**What to produce:**
Every entry below should be restated word for word, except for its images.

[Data excerpts]
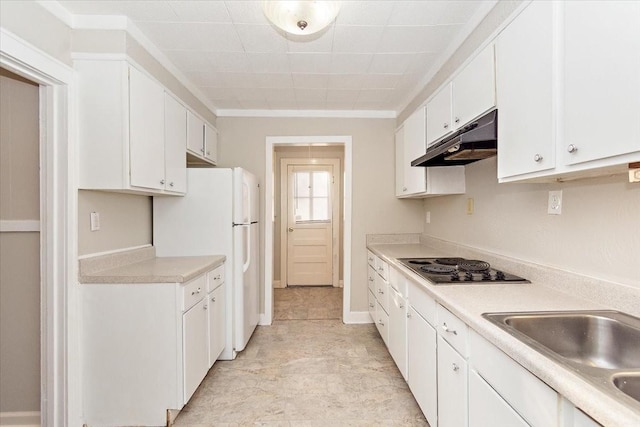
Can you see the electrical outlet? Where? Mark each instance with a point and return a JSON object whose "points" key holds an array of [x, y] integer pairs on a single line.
{"points": [[95, 221], [554, 206]]}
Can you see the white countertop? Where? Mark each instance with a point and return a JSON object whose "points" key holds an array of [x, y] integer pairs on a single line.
{"points": [[469, 302]]}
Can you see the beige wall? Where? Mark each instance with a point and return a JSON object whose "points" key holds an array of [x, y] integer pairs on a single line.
{"points": [[501, 11], [125, 221], [286, 152], [375, 208], [19, 251], [597, 234]]}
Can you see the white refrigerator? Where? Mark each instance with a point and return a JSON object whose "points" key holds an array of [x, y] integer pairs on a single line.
{"points": [[218, 216]]}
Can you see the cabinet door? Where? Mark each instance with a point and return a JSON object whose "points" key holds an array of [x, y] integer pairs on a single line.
{"points": [[195, 346], [474, 89], [414, 147], [524, 77], [601, 82], [400, 165], [398, 330], [452, 387], [146, 132], [439, 115], [487, 408], [217, 323], [195, 134], [175, 145], [210, 144], [421, 365]]}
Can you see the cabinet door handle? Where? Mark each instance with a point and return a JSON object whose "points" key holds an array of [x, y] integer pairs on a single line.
{"points": [[446, 329]]}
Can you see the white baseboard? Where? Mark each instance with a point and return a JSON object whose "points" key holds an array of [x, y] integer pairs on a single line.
{"points": [[20, 419], [357, 317]]}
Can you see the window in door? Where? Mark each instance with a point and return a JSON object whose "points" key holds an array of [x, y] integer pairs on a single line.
{"points": [[311, 196]]}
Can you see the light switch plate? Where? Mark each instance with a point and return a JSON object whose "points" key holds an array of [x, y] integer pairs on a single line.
{"points": [[554, 206]]}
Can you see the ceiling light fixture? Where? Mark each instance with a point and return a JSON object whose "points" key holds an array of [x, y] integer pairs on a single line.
{"points": [[301, 17]]}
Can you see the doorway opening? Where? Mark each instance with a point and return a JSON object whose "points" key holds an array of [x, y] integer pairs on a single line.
{"points": [[307, 228]]}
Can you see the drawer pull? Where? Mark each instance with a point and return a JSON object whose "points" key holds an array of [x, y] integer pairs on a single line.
{"points": [[446, 329]]}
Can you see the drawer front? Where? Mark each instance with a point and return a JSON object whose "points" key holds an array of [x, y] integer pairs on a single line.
{"points": [[453, 330], [193, 291], [421, 302], [535, 401], [216, 277], [397, 281], [371, 259], [382, 293], [371, 279]]}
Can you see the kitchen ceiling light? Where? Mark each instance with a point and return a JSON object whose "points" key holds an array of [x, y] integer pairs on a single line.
{"points": [[302, 17]]}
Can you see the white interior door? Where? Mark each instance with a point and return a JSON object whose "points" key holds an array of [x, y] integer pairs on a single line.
{"points": [[309, 225]]}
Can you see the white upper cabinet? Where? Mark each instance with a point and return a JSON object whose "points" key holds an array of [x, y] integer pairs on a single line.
{"points": [[470, 93], [524, 71], [420, 181], [175, 145], [601, 81]]}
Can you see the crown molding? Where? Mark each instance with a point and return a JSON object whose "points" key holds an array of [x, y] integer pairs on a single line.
{"points": [[350, 114]]}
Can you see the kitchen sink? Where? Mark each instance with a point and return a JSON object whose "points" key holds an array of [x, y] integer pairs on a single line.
{"points": [[602, 346]]}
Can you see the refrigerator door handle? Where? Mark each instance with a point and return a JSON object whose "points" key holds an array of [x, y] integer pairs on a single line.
{"points": [[247, 247]]}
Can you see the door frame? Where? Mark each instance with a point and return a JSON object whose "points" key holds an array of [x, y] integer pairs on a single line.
{"points": [[335, 209], [269, 217], [60, 365]]}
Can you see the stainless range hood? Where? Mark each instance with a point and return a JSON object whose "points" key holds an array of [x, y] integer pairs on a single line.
{"points": [[476, 141]]}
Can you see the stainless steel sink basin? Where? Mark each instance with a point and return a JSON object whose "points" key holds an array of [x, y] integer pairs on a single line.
{"points": [[605, 340], [602, 346], [629, 384]]}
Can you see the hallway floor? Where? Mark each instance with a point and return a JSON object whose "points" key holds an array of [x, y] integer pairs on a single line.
{"points": [[306, 373]]}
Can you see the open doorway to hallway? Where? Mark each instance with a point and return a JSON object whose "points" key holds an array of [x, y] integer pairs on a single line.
{"points": [[308, 231]]}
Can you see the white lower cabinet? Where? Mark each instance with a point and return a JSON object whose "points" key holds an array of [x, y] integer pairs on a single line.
{"points": [[421, 363], [487, 408], [145, 348]]}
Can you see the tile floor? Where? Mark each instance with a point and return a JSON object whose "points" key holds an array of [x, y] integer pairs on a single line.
{"points": [[306, 373]]}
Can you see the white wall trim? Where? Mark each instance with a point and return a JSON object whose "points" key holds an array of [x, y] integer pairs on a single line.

**Result:**
Can you see the electrical outlet? Where? Mark each instance with a point and return a JSON object whose "points" key holds an array of [x, y] integer pairs on a single line.
{"points": [[95, 221], [554, 206]]}
Can you see the white countertop? Where? Mark each instance with a point and return a JSON object whose "points" key holds an array of [x, y] integer pairs on a single line.
{"points": [[469, 302]]}
Can you see the beige wall? Where? Mark each instance with a point and return a JSON object whose "points" key holds an array of [x, y] integer pairs on a single line.
{"points": [[501, 11], [125, 221], [286, 152], [375, 208], [19, 251], [597, 234]]}
Can you see the white refrigerator? Where? Mark each instance with a point and return a JSON object whose "points" key holds an array of [x, y] integer pairs on a single line.
{"points": [[218, 216]]}
Can you see the cabinet door? Where? Mark each instance with a point and return a JSON object whose "points" key holds an array of [x, y] integer pairs on a single line.
{"points": [[195, 346], [474, 89], [414, 147], [524, 77], [601, 82], [400, 165], [398, 330], [452, 387], [146, 132], [439, 115], [487, 408], [217, 323], [195, 134], [175, 145], [210, 144], [421, 365]]}
Can you see the cabinet door handle? Where? Mark each instance with a point and return a JSON object whose "points" key holds an array of [x, y] integer pairs on a single line.
{"points": [[446, 329]]}
Can you see the white baseboard? Where? Mark each instance with a point and return a JSON object whose "points" key holds an array of [x, y] integer pairs on a single line.
{"points": [[20, 419], [357, 317]]}
Can you see the window in door? Where? Mark each instance with a point and return a JSON object whose "points" key holds an array of [x, y] integer pairs on a single line.
{"points": [[311, 196]]}
Can you see the light switch plate? Where? Mark each instance with a point and return a JSON object whose "points" key holds an array of [x, y] integer pairs on a single line.
{"points": [[554, 206]]}
Can you see the ceiling light fixture? Where? Mark each instance with a point and return a JSON object whose "points" key holds an array of [x, y] integer pairs on a single line.
{"points": [[301, 17]]}
Can you see the doorway opening? Where? Mark each instance with a point and return a JSON object whose "points" key holds an array of [x, y] integer pairs on a single line.
{"points": [[307, 228]]}
Can you see the drawer pull? Where? Mark each instance with a point and return a JSON object whose "points" key holds an array of [x, y] integer pairs on a single line.
{"points": [[446, 329]]}
Can you see the drawer front? Where? Mark each instance with a point and return a JSON object whose "points" key holds an array of [x, y] integer pairs on a single line.
{"points": [[453, 330], [193, 291], [421, 302], [535, 401], [216, 277], [397, 281], [371, 259], [382, 293], [371, 279]]}
Can you see the kitchen ceiling light? Where? Mark each instance with a point and return a JSON object whose "points" key holds an array of [x, y] integer pairs on a single line.
{"points": [[302, 17]]}
Can you see the white interior door? Where? Mark each instance with a point and return a JSON object whose "points" key holds an array of [x, y] integer pairs on a single line.
{"points": [[309, 225]]}
Can you see the white upper cabinet? Where? Mark each instance with a point and return a JSON object whose "points" key holds an array of [x, y] integer pairs on a single line.
{"points": [[470, 93], [524, 71], [420, 181], [175, 145], [601, 81]]}
Can you see the crown molding? Where? Mark each instance with a point and return a JSON object whose "points" key holds an array of [x, y] integer pairs on a single line.
{"points": [[350, 114]]}
Can you see the kitchen sink? Where? Mark each instance with a point and return a JSON object whose "points" key holds an array of [x, y] integer pairs on a single line.
{"points": [[602, 346]]}
Can you see the refrigerator door handle? Where? Mark each instance with a point and return a JSON object whose "points" key holds an array of [x, y] integer pairs on a single line.
{"points": [[247, 247]]}
Can you see the door frame? Where? Mark each instance with a point and return a JSON object whose "points" key holds an array of [x, y] integer pairs on a single line.
{"points": [[335, 209], [269, 217], [60, 365]]}
Can you see the stainless range hood? Where? Mark each instance with a point and return a JSON object whose "points" key holds an array of [x, y] integer pairs on a single line.
{"points": [[476, 141]]}
Can you see the stainless steel sink basin? Where? Mark each instance with a point and return a JSON object whose "points" key holds an array of [x, y] integer pairs on a single line.
{"points": [[605, 340], [602, 346], [629, 384]]}
Can you see the hallway floor? Where? Mark each instance with a point and return a JSON object whose "points" key holds an array of [x, y] integer pairs on a single line.
{"points": [[306, 373]]}
Can you see the open doorway to hallway? Where? Mark each instance with a point and return a JSON object whose "points" key holds an array of [x, y] integer pairs on a single line.
{"points": [[308, 231]]}
Can you see the white lower cabinet? Where? Mark each instance with a point and return a JSON object whose "points" key holds an array of [x, y] integer pairs on a single line.
{"points": [[421, 363], [487, 408], [145, 348]]}
Can you see the tile floor? Where? Mark each instance with a point and return a JSON object whose "points" key holds an array of [x, y] integer pairs on a single line.
{"points": [[306, 373]]}
Can you see the white wall trim? Where? Mark each instance with a point and return a JSON object whose "points" key holds an array of [x, y] integer pairs on a single line.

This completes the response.